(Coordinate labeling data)
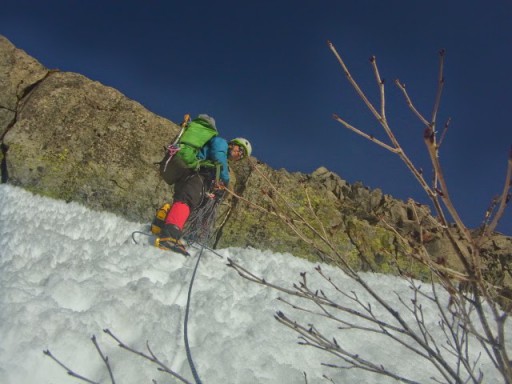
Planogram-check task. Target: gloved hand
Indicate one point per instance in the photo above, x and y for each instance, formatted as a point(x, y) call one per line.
point(219, 189)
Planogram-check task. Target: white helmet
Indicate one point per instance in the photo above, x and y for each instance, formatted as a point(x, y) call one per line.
point(244, 143)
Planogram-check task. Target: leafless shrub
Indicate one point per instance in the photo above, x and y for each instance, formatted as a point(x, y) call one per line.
point(473, 313)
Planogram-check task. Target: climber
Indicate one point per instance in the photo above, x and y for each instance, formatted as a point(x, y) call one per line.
point(198, 165)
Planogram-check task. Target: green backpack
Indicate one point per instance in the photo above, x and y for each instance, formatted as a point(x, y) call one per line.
point(181, 154)
point(198, 132)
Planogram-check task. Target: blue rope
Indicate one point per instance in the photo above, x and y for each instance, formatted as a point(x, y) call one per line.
point(187, 347)
point(199, 230)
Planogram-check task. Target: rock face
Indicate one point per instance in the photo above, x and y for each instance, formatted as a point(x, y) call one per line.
point(68, 137)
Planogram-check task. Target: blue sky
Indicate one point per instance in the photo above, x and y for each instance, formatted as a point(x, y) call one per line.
point(265, 72)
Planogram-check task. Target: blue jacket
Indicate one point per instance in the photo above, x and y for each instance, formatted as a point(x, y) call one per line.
point(216, 150)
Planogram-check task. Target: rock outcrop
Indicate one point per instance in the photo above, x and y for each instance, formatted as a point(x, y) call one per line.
point(72, 138)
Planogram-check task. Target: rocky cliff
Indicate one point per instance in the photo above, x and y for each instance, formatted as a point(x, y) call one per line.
point(68, 137)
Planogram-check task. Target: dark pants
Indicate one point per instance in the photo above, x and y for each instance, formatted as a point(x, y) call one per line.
point(189, 185)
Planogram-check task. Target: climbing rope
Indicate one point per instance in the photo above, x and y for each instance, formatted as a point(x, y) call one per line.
point(199, 230)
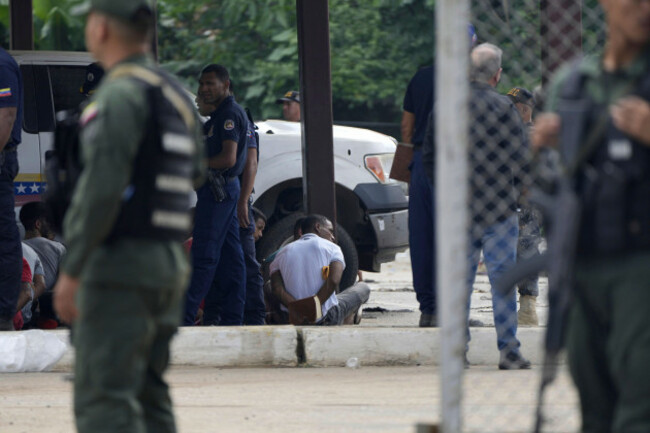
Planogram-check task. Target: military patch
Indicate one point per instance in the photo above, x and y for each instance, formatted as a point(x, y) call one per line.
point(89, 113)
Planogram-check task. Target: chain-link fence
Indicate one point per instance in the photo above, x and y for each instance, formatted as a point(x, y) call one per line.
point(487, 222)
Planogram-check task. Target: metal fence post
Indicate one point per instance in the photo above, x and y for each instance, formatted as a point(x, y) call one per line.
point(452, 59)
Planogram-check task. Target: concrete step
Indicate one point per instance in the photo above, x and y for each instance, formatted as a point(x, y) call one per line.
point(289, 346)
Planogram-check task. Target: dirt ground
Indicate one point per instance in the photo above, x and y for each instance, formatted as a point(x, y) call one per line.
point(328, 400)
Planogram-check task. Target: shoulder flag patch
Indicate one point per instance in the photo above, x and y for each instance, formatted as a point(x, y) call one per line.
point(89, 113)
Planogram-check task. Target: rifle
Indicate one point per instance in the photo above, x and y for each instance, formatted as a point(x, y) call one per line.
point(561, 208)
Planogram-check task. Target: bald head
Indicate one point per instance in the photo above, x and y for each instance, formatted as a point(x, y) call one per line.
point(486, 64)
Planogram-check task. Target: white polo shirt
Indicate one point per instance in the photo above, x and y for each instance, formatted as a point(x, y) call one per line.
point(301, 263)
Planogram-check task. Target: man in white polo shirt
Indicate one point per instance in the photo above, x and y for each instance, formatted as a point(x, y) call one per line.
point(311, 267)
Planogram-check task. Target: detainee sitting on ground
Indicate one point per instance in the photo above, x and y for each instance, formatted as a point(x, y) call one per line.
point(274, 313)
point(306, 274)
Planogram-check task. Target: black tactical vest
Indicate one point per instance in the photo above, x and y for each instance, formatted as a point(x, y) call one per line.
point(613, 182)
point(156, 203)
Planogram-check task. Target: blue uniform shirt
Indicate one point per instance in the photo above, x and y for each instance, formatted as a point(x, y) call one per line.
point(419, 101)
point(11, 93)
point(228, 122)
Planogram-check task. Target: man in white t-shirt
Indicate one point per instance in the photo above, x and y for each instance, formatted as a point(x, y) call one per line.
point(311, 267)
point(38, 279)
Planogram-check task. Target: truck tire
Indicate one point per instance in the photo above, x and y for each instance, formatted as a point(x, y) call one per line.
point(281, 234)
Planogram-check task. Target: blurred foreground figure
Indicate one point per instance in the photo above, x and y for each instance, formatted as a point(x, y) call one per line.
point(600, 121)
point(122, 281)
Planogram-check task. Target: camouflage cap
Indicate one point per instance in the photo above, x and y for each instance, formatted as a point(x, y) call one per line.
point(125, 9)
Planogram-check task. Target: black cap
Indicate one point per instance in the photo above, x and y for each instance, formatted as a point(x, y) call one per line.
point(291, 95)
point(94, 74)
point(521, 96)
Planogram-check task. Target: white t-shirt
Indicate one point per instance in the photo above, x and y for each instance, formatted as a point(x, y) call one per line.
point(34, 261)
point(301, 264)
point(36, 267)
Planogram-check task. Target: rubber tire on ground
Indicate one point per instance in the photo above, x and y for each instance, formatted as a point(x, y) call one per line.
point(281, 233)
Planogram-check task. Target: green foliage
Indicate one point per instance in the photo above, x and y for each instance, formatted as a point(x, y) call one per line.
point(376, 46)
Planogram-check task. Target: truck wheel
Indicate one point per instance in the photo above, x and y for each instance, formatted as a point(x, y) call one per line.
point(282, 233)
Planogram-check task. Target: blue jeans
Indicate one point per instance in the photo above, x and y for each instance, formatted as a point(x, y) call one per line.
point(11, 254)
point(422, 236)
point(499, 245)
point(217, 254)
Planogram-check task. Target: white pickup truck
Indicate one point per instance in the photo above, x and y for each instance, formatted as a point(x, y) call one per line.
point(371, 208)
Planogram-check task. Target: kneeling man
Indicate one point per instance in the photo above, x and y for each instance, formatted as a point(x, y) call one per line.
point(305, 277)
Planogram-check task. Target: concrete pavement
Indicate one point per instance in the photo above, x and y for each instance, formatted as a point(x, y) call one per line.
point(328, 400)
point(387, 335)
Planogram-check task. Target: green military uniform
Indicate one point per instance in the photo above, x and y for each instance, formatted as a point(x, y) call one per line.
point(608, 332)
point(131, 291)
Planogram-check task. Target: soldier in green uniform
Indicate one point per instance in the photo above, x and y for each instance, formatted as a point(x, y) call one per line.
point(123, 279)
point(600, 123)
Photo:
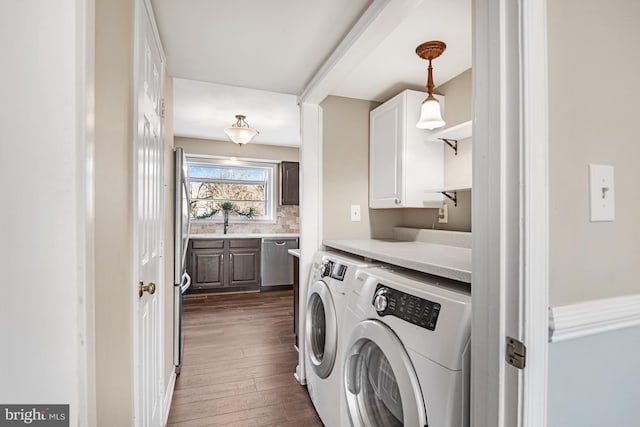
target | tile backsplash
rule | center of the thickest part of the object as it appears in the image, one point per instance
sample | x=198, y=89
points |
x=287, y=221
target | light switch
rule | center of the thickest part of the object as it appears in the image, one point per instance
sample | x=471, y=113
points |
x=602, y=194
x=355, y=212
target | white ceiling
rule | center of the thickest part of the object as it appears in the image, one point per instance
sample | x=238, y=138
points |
x=259, y=68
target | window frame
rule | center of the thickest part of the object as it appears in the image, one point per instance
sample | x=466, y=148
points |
x=271, y=166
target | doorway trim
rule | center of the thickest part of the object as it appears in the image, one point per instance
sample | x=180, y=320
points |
x=510, y=197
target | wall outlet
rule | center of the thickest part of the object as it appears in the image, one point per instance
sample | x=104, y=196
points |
x=602, y=194
x=355, y=212
x=443, y=214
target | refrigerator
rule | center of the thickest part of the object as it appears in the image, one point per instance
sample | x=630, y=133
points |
x=181, y=279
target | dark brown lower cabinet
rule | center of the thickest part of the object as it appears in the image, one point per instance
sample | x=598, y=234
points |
x=224, y=265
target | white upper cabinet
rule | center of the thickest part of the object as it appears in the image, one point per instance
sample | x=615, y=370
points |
x=404, y=161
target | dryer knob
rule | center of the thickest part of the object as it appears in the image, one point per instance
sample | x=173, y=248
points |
x=380, y=302
x=325, y=269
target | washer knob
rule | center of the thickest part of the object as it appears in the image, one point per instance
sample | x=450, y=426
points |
x=325, y=269
x=380, y=302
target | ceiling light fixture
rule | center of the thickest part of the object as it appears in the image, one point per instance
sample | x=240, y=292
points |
x=240, y=132
x=430, y=115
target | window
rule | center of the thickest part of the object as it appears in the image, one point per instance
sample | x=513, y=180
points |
x=247, y=186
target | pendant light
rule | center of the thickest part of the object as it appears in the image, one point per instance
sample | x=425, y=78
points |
x=430, y=115
x=240, y=132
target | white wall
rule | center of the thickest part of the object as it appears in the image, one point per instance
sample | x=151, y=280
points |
x=594, y=381
x=45, y=309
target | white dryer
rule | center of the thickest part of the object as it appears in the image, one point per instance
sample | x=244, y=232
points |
x=330, y=278
x=406, y=351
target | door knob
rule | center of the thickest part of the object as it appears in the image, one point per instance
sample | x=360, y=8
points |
x=142, y=288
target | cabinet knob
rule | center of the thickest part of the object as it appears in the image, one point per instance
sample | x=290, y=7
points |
x=142, y=288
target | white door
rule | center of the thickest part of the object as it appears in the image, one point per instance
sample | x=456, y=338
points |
x=381, y=386
x=149, y=221
x=321, y=329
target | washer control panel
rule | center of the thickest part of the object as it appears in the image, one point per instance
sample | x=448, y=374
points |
x=421, y=312
x=333, y=269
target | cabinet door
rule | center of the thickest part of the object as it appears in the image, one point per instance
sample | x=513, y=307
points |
x=386, y=135
x=290, y=189
x=208, y=269
x=244, y=269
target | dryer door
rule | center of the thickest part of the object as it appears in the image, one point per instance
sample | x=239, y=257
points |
x=321, y=329
x=381, y=386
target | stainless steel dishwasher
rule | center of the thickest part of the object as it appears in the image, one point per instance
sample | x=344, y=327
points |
x=277, y=264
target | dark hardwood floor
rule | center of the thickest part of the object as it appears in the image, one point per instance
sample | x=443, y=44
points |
x=239, y=360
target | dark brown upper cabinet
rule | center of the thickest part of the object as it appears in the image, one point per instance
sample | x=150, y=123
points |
x=290, y=183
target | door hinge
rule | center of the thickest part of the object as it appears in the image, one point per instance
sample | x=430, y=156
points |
x=516, y=353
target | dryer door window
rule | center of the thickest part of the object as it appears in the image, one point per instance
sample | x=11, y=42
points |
x=380, y=383
x=321, y=329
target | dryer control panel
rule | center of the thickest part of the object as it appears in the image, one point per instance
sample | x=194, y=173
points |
x=333, y=269
x=421, y=312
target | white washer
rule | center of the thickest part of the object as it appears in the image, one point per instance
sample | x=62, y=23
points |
x=406, y=351
x=331, y=275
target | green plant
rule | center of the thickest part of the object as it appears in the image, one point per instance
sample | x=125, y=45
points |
x=249, y=213
x=226, y=206
x=207, y=214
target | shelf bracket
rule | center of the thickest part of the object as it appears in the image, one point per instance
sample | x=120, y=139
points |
x=453, y=143
x=453, y=198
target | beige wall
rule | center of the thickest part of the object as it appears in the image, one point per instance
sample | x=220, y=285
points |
x=594, y=64
x=346, y=169
x=113, y=226
x=169, y=186
x=229, y=149
x=457, y=169
x=345, y=172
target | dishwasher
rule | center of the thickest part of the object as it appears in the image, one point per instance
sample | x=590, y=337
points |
x=277, y=263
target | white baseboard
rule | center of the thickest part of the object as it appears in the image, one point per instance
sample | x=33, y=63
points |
x=593, y=317
x=168, y=396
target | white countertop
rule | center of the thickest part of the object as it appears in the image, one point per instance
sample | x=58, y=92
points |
x=245, y=236
x=294, y=252
x=453, y=262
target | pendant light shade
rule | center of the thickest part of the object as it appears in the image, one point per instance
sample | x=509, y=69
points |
x=240, y=132
x=430, y=115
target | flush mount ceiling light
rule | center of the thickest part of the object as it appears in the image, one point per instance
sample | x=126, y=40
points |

Task » Begin at the start of the data and stop after the line that contains "point(189, 185)", then write out every one of those lines in full, not only the answers, shifting each coordinate in the answers by adding 144 to it. Leave the pictures out of your answer.

Solution below »
Planogram-check task. Target: gloved hand
Indicate one point per instance in the photo above, x and y for each instance, formatted as a point(x, y) call one per line.
point(363, 333)
Planogram-check task. Target: white helmet
Indicate one point per instance in the photo above, x and y for each instance, formatted as a point(x, y) call one per line.
point(388, 287)
Planogram-check task. Target: leafless shrub
Indicate one point per instance in the photo above, x and y for each instance, formatted as a point(x, y) call one per line.
point(617, 457)
Planogram-check task. Target: climber
Indicate one point per instance in the photo above, x and y for each instance, formatted as a point(x, y) call one per line.
point(342, 309)
Planogram-check task. Target: green backpack
Indicate one point per instance in the photo above, x and y for each instance, formatted as a point(x, y) call one per line.
point(325, 298)
point(342, 276)
Planogram-check task. Target: blue rope
Indicate one point per instance in the photo above, x and y for each instance, formatted as a point(x, y) call one per line.
point(331, 491)
point(343, 374)
Planogram-check task. Target: rock face
Indicate one point per instance in the photo above, x and y for each instance, formatted as a point(x, y) call one per line.
point(212, 281)
Planogram-check task. Target: blue sky
Indicate one point per instance in the photo above, x and y for each instance, formatted as a point(x, y) call one per line.
point(409, 216)
Planogram-check task. Target: blue jacket
Indicate one point per instance in the photo above, x and y for each instance, formatted as a point(x, y) call one per line.
point(360, 294)
Planogram-check task. Target: rock outcrop
Indicate one point per instance in the photo above, x and y for each instance, formatted as a point(x, y) call one per line.
point(216, 282)
Planogram-check task. Target: rocky cliff
Indicate one point per instance in the photo above, x and y for each instance, formatted as a point(x, y) call one per line.
point(212, 281)
Planogram-check task. Target: dark pants
Indicate one point per instance in the photo above, x and y for each instance, formatted as a point(x, y) call one per line.
point(333, 329)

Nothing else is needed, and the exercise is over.